[Data]

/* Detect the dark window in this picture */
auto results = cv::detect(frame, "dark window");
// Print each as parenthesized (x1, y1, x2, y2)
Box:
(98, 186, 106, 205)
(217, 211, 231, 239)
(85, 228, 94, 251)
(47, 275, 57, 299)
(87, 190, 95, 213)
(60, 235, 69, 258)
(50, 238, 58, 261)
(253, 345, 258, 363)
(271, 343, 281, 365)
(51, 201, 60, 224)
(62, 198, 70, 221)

* * *

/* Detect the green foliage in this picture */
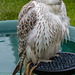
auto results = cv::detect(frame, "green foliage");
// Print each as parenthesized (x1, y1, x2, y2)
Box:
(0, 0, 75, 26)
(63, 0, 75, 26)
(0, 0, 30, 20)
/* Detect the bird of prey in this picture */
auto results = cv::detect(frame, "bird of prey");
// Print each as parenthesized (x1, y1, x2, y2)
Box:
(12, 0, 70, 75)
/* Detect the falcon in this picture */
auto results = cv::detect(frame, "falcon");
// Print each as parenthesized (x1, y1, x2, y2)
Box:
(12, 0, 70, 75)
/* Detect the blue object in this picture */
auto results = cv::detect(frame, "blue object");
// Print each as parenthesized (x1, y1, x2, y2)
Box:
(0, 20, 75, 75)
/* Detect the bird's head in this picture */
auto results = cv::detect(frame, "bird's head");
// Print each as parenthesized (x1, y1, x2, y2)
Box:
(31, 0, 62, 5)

[Directions]
In the listing above, find the line containing "foliage in this picture */" and the line containing "prey in this picture */", then print exactly those two lines and every line between them, minus the pictures.

[Answer space]
/* Detect the green foliage in this picture */
auto results = cv::detect(frame, "green foliage");
// Print each as parenthesized (x1, y1, x2, y2)
Box:
(0, 0, 75, 26)
(63, 0, 75, 26)
(0, 0, 30, 20)
/* Detect the bird of prey in this picture */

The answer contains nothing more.